[Excerpts from a dataset]
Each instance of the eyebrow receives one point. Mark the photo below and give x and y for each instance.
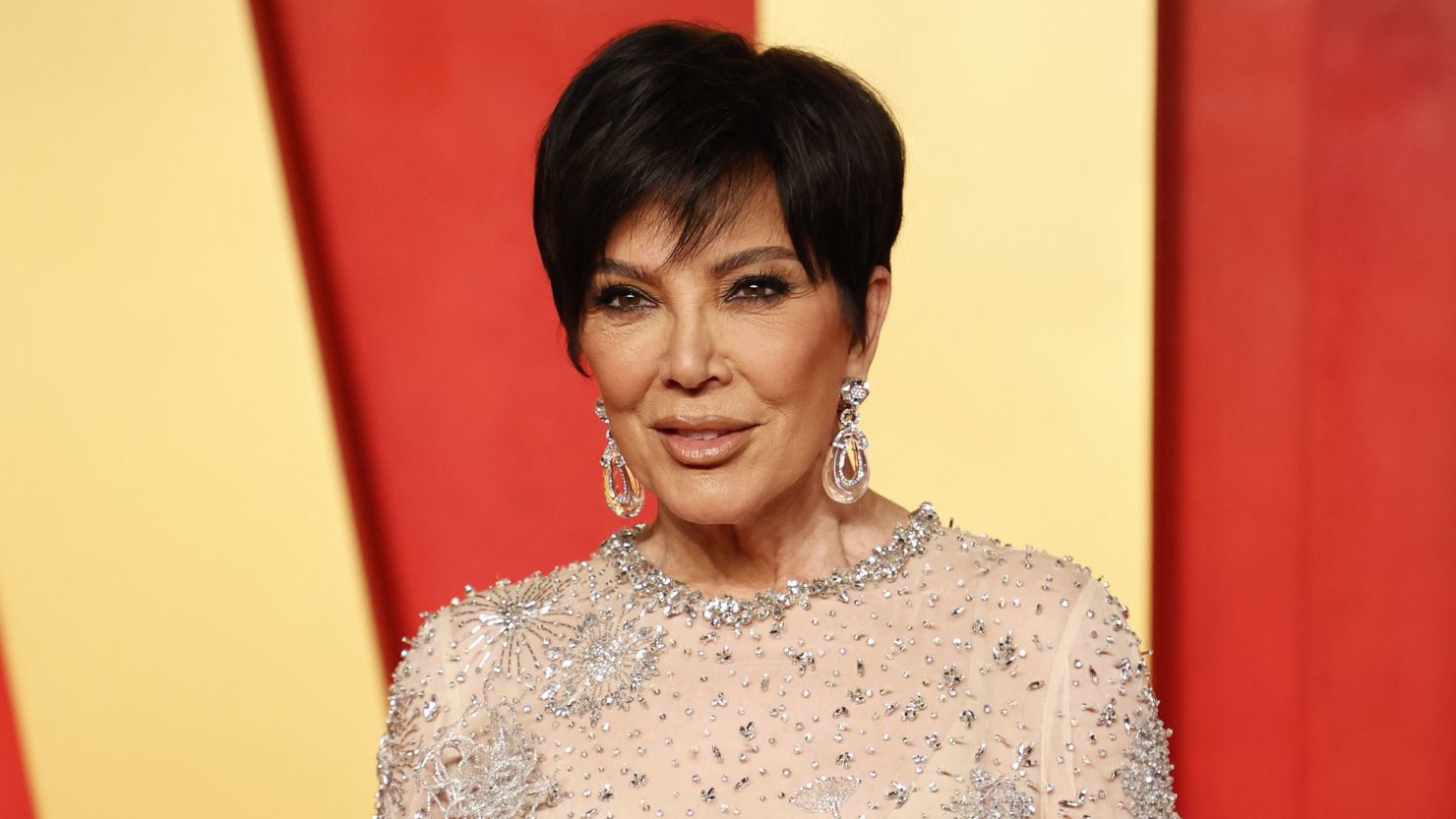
(731, 263)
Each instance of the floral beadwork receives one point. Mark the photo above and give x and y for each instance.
(509, 620)
(725, 610)
(824, 794)
(1147, 779)
(991, 796)
(485, 767)
(958, 676)
(603, 662)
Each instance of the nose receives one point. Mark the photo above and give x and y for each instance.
(691, 360)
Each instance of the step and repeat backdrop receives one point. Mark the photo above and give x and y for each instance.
(1176, 294)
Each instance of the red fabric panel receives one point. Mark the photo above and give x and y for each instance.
(15, 794)
(1304, 422)
(408, 133)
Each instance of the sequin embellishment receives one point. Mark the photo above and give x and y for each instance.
(725, 610)
(507, 620)
(603, 664)
(991, 797)
(824, 794)
(1147, 776)
(498, 776)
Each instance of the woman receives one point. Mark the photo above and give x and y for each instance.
(716, 226)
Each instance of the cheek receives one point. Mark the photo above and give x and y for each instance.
(795, 367)
(622, 363)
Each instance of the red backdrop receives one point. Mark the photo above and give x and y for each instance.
(1304, 424)
(408, 133)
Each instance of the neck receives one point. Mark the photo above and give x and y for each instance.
(800, 534)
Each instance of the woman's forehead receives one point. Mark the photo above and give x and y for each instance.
(649, 234)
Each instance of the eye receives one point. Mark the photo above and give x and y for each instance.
(622, 299)
(758, 287)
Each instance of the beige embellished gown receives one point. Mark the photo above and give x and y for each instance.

ACTIVITY
Without changing a word, retype the data above and omit its pictures.

TASK RESULT
Each instance of the eyebrow receives one point. Mark the photo below and give x and y for each instance.
(731, 263)
Each instance of the floral beadwork receives one point. Mark the photo above and give x and y for each instance.
(509, 620)
(725, 610)
(824, 794)
(1147, 779)
(991, 796)
(485, 767)
(958, 676)
(603, 662)
Each instance of the nose receives one point. Mark the photo above and give x and y for each instance.
(691, 360)
Each instance of the step and repeat backdrop receives one point. Mark the photo above and give x and y for each instance.
(1176, 294)
Each instance of the red fabric panel receives one point. Mark the photo above and give x and y for each instance.
(15, 794)
(1304, 422)
(408, 133)
Each instance of the sequin embellishment receives one point. Mark the photo above and give x and y for each instance.
(725, 610)
(507, 620)
(603, 664)
(991, 797)
(824, 794)
(1147, 776)
(498, 776)
Each instance of the woman receives one point. Mark the photo above and give x and y for each instance.
(716, 226)
Each instance of the cheek receives one point. Mark the photo above and give x and y for each instance.
(795, 367)
(622, 363)
Each instance of the red backdrop receives one point. Mark the photo above and give x and y for each instance.
(1304, 424)
(408, 133)
Each instance of the neck receives one point. Mark the photo above and give x and y for each instance.
(800, 534)
Each instance of the woman's forehead receives one point. Mark the photo above and give x and y for each instance.
(649, 234)
Each instance of the eye receives one point. Mark the photo above and give x and y for each instance.
(622, 299)
(758, 287)
Each instance of the beige embellished gown receives one point. Mark the photo above and give x and y for each instance.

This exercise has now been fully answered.